> [Extrait du texte]
------------------------------
Divers médias rapportent les détails de la
gigantesque fuite dans le puits SS-25 dans les monts Santa
Susana qui jouxtent la zone habitée nommée Porter Ranch (fig. 1) d’environ 35000 citadins; c'est une banlieue cotée au nord-ouest de Los Angeles. Il y a eu en mai 2015 dans la même région une fuite grosse de pétrole qui elle originait d'un pipeline. Pour les pipelines, le temps de réaction est parfois bien long, plusieurs heures avant qu'on ferme la valve et 400 000 litres se sont déversés dans l'environnement. Pour une fuite de gaz ou de pétrole qui origine d'un puits qui cède, les travaux de colmatage peuvent souvent cafouiller pendant des mois, car ce n'est pas en surface mais bien souvent à plus de 1000 m de profondeur qu'il faut trouver un moyen d'obturer de conduit.
Figure 1. Localisation du champ de puits de stockage de gaz Aliso Canyon, juste au nord de la localité de Porter Ranch. |
Détection de la fuite : 23 octobre 2015
Début de la fuite: probablement la veille le 22
octobre
Dernière inspection du puits avant la fuite (un an
avant) : 21 octobre 2014
Débit de la fuite au maximum (le 28 novembre
2015): 60000 kg/heure de gaz
Débit moyen: 50000 kg/heure de gaz =>1200 tonnes
par jour (1,8 Mm3/j)
Dans le visible, la fuite est peu apparente, mais en imagerie infra-rouge elle est tès nette. Le panache de la fuite est si important qu'il a été détecté depuis l'espace par la NASA. C'est le seul cas d'un puits individuel mesurable à partit de télédétection spatiale.
Déclaration de l'état d'urgence: 7 janvier 2016; plus de 4500 maisons évacuées.
Déclaration de l'état d'urgence: 7 janvier 2016; plus de 4500 maisons évacuées.
Poursuite déposée le 2 décembre 2015 par certains des 25000
résidents de Porter Ranch.
La cie SoCal tient à jour un compte-rendu des travaux en cours. Il est probable que cette fuite ne soit pas colmatée avant plusieurs semaines encore. On ne commencera le forage du 2e puits d'intervention que le 8 février, cent huit jours après le début de la fuite.
Contexte
géologique et géographique de la région des monts Santa
Susana: on a là un gisement de pétrole exploité entre 1930 et 1971. Une
fois vidé de son pétrole exploitable, cette structure géologique de grès poreux
et perméable a été convertie en réservoir de stockage de gaz par la cie Southern
California Gas Co (SoCalGas). Le gaz injecté est acheté de diverses sources,
certaines d’aussi loin que du Canada. L’injection de stockage se fait par 115
puits distribués sur tout le territoire de l’ancien gisement, environ 13 km2.
------------------------------
> [Données sources]
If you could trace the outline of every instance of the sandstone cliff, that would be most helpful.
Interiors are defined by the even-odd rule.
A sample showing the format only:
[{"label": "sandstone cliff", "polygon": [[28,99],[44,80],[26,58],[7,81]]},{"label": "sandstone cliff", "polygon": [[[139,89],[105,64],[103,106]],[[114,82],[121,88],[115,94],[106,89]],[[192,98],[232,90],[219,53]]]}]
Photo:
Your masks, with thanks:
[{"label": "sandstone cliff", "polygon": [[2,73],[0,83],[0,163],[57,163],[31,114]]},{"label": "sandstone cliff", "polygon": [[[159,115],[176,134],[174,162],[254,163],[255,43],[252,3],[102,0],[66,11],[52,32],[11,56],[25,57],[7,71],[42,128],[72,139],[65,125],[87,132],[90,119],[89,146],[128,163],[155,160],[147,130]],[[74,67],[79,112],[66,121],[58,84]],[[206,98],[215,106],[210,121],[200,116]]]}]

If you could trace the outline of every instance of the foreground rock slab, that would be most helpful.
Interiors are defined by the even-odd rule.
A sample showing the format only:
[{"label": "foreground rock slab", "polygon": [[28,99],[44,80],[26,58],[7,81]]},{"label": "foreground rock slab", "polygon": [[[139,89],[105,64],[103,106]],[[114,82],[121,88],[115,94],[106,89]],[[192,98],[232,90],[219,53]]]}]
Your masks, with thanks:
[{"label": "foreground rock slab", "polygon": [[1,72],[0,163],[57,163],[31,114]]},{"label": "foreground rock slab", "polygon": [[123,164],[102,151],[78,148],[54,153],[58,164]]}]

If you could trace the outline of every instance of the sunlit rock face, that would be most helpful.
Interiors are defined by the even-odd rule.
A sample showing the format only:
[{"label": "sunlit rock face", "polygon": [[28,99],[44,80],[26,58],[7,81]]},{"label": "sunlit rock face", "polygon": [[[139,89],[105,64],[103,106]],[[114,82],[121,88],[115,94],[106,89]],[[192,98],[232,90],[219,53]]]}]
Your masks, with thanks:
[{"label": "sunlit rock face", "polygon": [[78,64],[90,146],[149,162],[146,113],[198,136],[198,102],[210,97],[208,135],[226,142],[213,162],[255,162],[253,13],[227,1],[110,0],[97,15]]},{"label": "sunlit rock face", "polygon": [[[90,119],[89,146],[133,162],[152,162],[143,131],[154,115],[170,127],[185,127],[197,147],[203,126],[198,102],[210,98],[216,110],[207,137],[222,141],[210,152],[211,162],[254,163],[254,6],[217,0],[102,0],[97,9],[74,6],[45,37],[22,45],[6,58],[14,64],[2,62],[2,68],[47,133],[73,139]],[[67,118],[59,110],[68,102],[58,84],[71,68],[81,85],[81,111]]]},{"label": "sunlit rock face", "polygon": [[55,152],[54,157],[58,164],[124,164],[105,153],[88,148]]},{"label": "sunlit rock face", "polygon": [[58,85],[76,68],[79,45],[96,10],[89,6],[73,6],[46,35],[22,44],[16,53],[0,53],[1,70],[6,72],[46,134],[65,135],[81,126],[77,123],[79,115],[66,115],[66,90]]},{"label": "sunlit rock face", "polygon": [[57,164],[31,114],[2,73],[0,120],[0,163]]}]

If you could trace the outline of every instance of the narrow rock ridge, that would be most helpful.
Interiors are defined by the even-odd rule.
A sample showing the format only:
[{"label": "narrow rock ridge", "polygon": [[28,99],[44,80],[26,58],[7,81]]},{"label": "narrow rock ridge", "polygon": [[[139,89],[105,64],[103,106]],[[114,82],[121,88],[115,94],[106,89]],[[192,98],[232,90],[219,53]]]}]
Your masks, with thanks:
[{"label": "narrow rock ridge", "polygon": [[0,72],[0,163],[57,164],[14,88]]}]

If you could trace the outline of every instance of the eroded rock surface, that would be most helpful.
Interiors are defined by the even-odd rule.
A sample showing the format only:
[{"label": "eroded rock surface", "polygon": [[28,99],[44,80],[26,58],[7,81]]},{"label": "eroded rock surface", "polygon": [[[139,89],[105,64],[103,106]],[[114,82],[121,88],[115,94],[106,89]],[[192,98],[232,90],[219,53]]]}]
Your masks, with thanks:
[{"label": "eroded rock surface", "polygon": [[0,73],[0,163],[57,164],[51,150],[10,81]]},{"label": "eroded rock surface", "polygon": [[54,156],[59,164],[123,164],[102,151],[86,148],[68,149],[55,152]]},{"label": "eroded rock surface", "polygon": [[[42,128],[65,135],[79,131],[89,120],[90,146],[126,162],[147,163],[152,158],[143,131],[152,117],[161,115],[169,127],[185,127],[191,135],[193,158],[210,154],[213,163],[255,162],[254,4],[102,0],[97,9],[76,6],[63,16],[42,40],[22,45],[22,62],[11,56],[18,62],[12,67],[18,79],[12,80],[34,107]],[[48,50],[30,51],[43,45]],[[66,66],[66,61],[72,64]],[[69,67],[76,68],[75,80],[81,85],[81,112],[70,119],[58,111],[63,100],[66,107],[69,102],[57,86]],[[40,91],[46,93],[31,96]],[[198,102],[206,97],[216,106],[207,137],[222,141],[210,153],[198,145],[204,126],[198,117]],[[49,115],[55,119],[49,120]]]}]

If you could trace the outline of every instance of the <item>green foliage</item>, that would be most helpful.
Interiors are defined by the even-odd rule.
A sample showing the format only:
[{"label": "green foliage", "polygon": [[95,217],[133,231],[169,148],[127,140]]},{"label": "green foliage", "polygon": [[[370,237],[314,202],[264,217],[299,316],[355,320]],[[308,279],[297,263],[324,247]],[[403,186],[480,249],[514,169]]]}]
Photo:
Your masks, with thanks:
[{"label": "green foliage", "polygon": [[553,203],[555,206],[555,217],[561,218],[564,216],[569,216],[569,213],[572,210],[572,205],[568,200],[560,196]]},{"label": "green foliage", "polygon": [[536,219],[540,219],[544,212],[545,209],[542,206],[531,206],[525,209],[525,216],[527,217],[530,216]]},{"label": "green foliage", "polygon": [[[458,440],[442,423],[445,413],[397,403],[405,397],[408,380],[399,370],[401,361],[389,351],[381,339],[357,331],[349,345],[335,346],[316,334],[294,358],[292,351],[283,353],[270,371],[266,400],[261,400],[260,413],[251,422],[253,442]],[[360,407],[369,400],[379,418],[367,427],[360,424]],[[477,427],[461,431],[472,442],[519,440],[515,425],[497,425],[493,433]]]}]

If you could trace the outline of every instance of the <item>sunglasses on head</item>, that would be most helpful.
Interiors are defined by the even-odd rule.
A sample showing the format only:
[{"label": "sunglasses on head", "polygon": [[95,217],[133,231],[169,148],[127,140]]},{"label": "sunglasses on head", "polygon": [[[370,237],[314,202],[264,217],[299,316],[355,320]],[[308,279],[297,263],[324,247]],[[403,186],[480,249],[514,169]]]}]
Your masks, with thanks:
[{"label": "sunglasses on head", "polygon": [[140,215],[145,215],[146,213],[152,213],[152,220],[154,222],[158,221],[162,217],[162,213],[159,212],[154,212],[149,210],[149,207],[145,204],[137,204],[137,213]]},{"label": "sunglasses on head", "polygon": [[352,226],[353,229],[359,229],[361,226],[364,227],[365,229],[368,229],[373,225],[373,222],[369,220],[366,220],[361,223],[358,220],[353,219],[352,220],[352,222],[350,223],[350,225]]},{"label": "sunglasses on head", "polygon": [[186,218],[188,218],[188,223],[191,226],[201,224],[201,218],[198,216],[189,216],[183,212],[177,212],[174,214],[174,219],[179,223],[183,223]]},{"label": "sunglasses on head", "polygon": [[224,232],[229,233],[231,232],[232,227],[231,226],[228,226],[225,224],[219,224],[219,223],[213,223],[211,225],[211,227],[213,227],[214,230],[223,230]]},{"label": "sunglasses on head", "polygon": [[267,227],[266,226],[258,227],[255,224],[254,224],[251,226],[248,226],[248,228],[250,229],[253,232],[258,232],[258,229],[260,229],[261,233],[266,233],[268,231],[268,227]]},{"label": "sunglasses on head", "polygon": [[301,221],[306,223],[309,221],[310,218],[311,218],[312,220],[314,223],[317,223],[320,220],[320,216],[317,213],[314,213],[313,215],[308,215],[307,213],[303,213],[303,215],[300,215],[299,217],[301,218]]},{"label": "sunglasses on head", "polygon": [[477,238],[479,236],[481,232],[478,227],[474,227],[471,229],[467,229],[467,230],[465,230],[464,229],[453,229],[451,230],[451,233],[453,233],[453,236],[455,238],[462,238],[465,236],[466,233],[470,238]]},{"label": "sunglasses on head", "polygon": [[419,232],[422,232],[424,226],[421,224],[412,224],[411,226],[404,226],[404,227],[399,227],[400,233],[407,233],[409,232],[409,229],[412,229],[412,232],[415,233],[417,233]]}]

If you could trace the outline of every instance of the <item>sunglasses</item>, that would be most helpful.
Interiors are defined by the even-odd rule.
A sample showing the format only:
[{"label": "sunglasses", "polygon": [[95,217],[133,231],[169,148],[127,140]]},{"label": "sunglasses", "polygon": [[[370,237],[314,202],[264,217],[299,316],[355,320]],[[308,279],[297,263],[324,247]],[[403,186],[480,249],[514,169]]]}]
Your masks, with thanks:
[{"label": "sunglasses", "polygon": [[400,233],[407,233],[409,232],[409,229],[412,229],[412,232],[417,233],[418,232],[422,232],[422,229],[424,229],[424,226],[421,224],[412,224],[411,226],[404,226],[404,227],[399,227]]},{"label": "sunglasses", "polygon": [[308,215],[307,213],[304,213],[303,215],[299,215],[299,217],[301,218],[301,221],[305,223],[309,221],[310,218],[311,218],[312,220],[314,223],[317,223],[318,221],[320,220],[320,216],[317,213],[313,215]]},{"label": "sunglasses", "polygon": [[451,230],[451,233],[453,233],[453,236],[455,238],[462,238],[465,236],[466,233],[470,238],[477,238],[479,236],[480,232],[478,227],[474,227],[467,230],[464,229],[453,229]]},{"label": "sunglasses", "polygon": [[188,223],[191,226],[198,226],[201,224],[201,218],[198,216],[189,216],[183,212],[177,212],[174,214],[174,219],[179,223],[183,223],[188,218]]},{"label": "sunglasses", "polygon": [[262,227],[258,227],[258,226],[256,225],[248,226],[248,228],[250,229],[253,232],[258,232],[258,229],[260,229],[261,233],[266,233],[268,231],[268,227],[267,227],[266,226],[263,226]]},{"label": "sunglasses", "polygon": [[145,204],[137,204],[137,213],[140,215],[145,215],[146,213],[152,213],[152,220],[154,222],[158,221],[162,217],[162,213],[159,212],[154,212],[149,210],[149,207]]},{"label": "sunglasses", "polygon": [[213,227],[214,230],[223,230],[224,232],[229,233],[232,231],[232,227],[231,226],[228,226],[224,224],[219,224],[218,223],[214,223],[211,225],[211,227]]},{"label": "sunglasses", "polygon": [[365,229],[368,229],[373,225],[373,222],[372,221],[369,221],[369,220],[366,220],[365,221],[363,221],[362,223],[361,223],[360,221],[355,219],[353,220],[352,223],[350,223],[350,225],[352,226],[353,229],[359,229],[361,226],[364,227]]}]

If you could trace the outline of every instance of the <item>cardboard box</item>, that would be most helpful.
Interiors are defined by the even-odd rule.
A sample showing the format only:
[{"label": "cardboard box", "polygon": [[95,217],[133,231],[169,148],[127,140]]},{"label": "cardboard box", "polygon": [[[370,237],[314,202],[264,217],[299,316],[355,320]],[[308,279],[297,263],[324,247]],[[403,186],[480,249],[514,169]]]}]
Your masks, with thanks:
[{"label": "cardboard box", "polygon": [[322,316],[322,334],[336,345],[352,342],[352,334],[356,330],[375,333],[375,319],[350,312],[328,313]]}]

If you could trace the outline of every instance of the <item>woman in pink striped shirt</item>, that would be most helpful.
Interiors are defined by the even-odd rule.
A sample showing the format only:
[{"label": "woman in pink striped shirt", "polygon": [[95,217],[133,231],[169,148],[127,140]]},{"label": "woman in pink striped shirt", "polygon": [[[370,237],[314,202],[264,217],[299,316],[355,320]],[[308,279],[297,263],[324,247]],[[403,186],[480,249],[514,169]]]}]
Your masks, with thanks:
------------------------------
> [Exercices]
• A. Quelles dates comportant à la fois un jour et un mois l'extrait sur la fuite du puits SS-25 mentionne-t-il ? Citez chacune une seule fois.
• B. Reproduisez sans aucun changement la partie des rangées qui s'ouvre sur la ligne contenant "box</item>, that would be most helpful." et se poursuit jusqu'à la fin des rangées, ces deux bornes comprises.

> [Corrigé]
• A.
- 23 octobre 2015
- 22 octobre
- 21 octobre 2014
- 28 novembre 2015
- 7 janvier 2016
- 2 décembre 2015
- 8 février

• B.
If you could trace the outline of every instance of the <item>cardboard box</item>, that would be most helpful.
Interiors are defined by the even-odd rule.
A sample showing the format only:
[{"label": "cardboard box", "polygon": [[95,217],[133,231],[169,148],[127,140]]},{"label": "cardboard box", "polygon": [[[370,237],[314,202],[264,217],[299,316],[355,320]],[[308,279],[297,263],[324,247]],[[403,186],[480,249],[514,169]]]}]
Your masks, with thanks:
[{"label": "cardboard box", "polygon": [[322,316],[322,334],[336,345],[352,342],[352,334],[356,330],[375,333],[375,319],[350,312],[328,313]]}]

If you could trace the outline of every instance of the <item>woman in pink striped shirt</item>, that would be most helpful.
Interiors are defined by the even-odd rule.
A sample showing the format only:
[{"label": "woman in pink striped shirt", "polygon": [[95,217],[133,231],[169,148],[127,140]]},{"label": "woman in pink striped shirt", "polygon": [[[370,237],[314,202],[264,217],[299,316],[355,320]],[[308,279],[297,263],[324,247]],[[403,186],[480,249],[514,169]]]}]
Your masks, with thanks:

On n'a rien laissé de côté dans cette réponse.